* Obiettivo
Prosegua il brano sulle abitudini di viaggio degli italiani, riprendendo dopo la sua ultima frase.

═════ Estratto fornito ═════

Corte o lunghe, le vacanze sono, nel 90 per cento dei casi, la ragione dei pernottamenti fuori dalle mura domestiche, lasciando al 10 per cento gli spostamenti per motivi di lavoro, che rimangono sostanzialmente invariati, salendo, però, in maniera consistente nel periodo tra aprile e giugno.
Ed è proprio da questo mese che un italiano su tre - soprattutto quelli del Nord Est, che detiene il primato del maggior numero di viaggiatori - comincia a preparare le valigie. Per soggiornare, principalmente e meglio di niente, per una settimana, confermandosi, la tendenza della contrazione della durata media delle vacanze.
Per le quali, quando battono bandiera tricolore, il Nord è l’area con il più alto potere attrattivo, con Emilia Romagna e Veneto in testa, sia per le vacanze sia per i viaggi professionali, questi ultimi diretti soprattutto in Lombardia; il Mezzogiorno, di contro, è la meta preferita per le vacanze di lungo periodo, Puglia in cima. Per il Trentino Alto Adige prima posizione per quelle invernali. Si raggiunge la destinazione per lo più con la macchina, anche se l’aereo e il treno, in quinto dei casi, rimangono i mezzi più utilizzati per i viaggi di lavoro. Per soggiornare, la sistemazione preferita sono gli alloggi privati versus le strutture collettive opzionate per i soggiorni di lavoro.
Andando Oltralpe, se l’opzione è una destinazione europea, Francia e Spagna sono i Paesi più visitati, seguiti da Germania (per motivi di lavoro) Austria, Regno Unito e Croazia. Varcando i confini del vecchio continente, gli Stati Uniti la fanno da padrone per i soggiorni lunghi e la Tunisia per quelli brevi, mentre per i viaggi d’affari, dal 2015 la Cina si conferma al primo posto.

═════ Dati archiviati ═════

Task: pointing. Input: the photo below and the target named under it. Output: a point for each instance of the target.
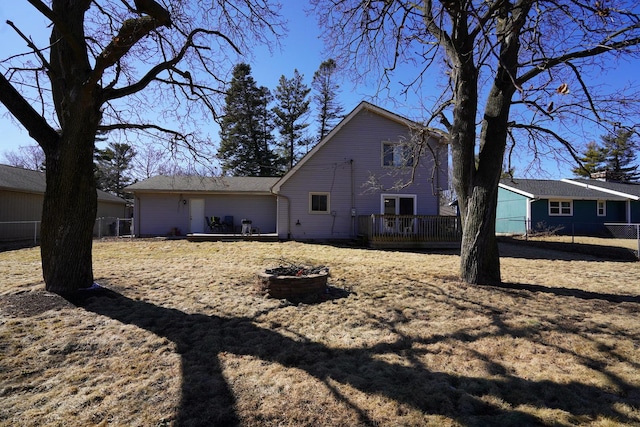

═════

* Risposta al problema
Quattro viaggi su dieci sono stati prenotati su internet, con l’intento di trascorrere un periodo di svago o per far visita ad amici e parenti. Mare, sapore di mare, è la colonna sonora del 47 per cento circa delle vacanze di piacere mentre le visite al patrimonio artistico, monumentale o archeologico sono molto più diffuse sia all’estero sia in Italia.
Per le vacanze all’insegna dello sport (meglio conosciuta come settimana bianca) si preferisce la stagione invernale, in cui, invece, rispetto al 2015, cala il trend di spostarsi per partecipare a manifestazioni culturali, folkloristiche, spettacoli e mostre.
Le escursioni, tradotto in spostamento turistico senza pernottamento, sono aumentate del 10 per cento rispetto a due anni or sono, fatte per piacere, per shopping, per presenziare a corsi di formazione o attività culturali, per partecipare a ricorrenze religiose, fare visite a santuari e luoghi di culto, o cure termali e trattamenti di salute. La nostra natura consiste nel movimento, la calma completa è la morte, diceva Blaise Pascal.